§ **STATED PROBLEM**
Copy the material below, swapping "crop-scouting record" for "field survey log" wherever it occurs and leaving everything else as it is. Omit the pictures.

-- Begin RECORDS FOR PROCESSING --

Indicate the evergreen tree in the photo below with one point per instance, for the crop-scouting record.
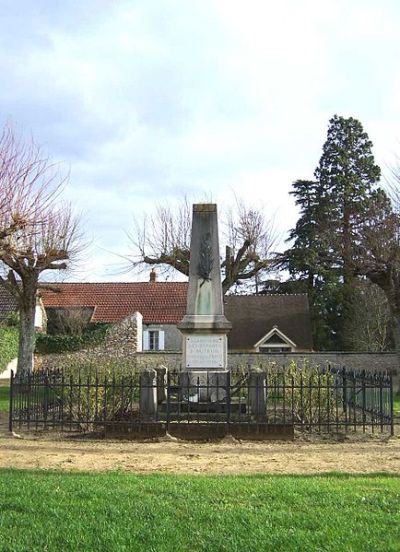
(328, 234)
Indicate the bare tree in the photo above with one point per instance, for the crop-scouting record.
(36, 234)
(369, 327)
(163, 239)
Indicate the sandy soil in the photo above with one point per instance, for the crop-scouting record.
(224, 457)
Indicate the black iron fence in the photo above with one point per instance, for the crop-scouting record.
(255, 403)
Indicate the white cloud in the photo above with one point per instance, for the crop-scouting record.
(148, 100)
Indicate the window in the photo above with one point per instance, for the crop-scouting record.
(153, 340)
(275, 341)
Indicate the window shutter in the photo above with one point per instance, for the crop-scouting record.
(161, 340)
(146, 340)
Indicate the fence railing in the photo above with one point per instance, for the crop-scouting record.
(256, 402)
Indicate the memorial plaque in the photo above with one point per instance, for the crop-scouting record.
(205, 351)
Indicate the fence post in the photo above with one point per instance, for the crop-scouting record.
(344, 383)
(148, 394)
(391, 404)
(11, 401)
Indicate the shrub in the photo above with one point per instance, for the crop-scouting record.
(8, 345)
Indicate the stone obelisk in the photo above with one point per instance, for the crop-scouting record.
(204, 327)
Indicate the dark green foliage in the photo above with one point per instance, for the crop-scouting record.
(12, 320)
(8, 345)
(116, 511)
(94, 335)
(4, 397)
(326, 242)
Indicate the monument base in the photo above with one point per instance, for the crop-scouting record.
(203, 385)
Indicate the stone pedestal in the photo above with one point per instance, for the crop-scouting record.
(258, 395)
(148, 394)
(199, 386)
(204, 327)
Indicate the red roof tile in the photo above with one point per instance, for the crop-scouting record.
(158, 302)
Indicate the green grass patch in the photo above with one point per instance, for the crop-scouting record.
(4, 398)
(396, 405)
(117, 512)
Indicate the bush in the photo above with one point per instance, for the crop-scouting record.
(8, 345)
(48, 344)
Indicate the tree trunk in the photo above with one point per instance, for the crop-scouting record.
(27, 328)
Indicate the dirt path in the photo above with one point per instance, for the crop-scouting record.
(226, 457)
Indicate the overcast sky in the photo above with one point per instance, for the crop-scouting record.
(146, 101)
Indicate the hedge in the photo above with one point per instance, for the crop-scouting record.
(8, 346)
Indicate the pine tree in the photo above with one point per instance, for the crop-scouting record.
(327, 236)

-- End RECORDS FOR PROCESSING --

§ **WRITTEN RESPONSE**
Indicate the evergreen tree in the photo below with one point per instance, for the field survey log.
(328, 234)
Indicate the bare tree in the photo above with one point per instance, for the field survey log.
(36, 234)
(369, 327)
(163, 239)
Indicate the sandy soil in the photo above with one point per instance, for the field survey log.
(224, 457)
Indicate the black iron fence in the photo above with one point per instance, for the field survey log.
(255, 403)
Indicate the white cloud in the photo above with one point per instance, for the field survey log.
(148, 100)
Indicate the window in the photo above with one point per instance, for the field survey log.
(153, 340)
(275, 341)
Indicate the window shutter in the photo above with one point per instance, for the field survey log.
(161, 340)
(146, 340)
Indicate the fence railing in the photo above with one point per instance, for the field survey log.
(256, 402)
Indicate the memorial plaque in the photo above with one point per instance, for the field survey log.
(205, 351)
Indicate the fence post in the photo above with one point per instance, for the field survey log.
(344, 383)
(148, 394)
(391, 404)
(11, 401)
Indicate the shrub in the photo above with one point per instance, for the field survey log.
(8, 345)
Indicate the stone obelisk in the photo above with one point per instance, for the field survey log.
(204, 327)
Indicate the dark green foliage in the photo above with one point per instance, for the field survey log.
(12, 320)
(8, 345)
(116, 511)
(94, 335)
(4, 397)
(326, 242)
Indicate the monument base in the photo above with one point per instance, for the field survey log.
(203, 385)
Indicate the stone pedestal in the photo above with one point per instance, for the field survey log.
(258, 395)
(148, 394)
(199, 386)
(204, 327)
Indicate the red roof tile in the photo above with one point per instance, for the field survey log.
(158, 302)
Indicate the green grass patch in the photo above with one point per instance, for the field survey log.
(4, 398)
(396, 405)
(117, 512)
Indicate the bush in the photo above with one point per instance, for the field survey log.
(8, 345)
(48, 344)
Indicate the tree trunk in the photo above with one point per instance, for the field survey log.
(27, 328)
Indicate the dirt path in the photo above with one point per instance, for the field survey log.
(226, 457)
Indicate the overcast sky in the photo above with one point per instance, for the field survey log.
(146, 101)
Indicate the hedge in the photo above with one point per instance, for the field survey log.
(8, 346)
Indicate the pine tree in the photo above with one point per instance, for the field survey log.
(327, 236)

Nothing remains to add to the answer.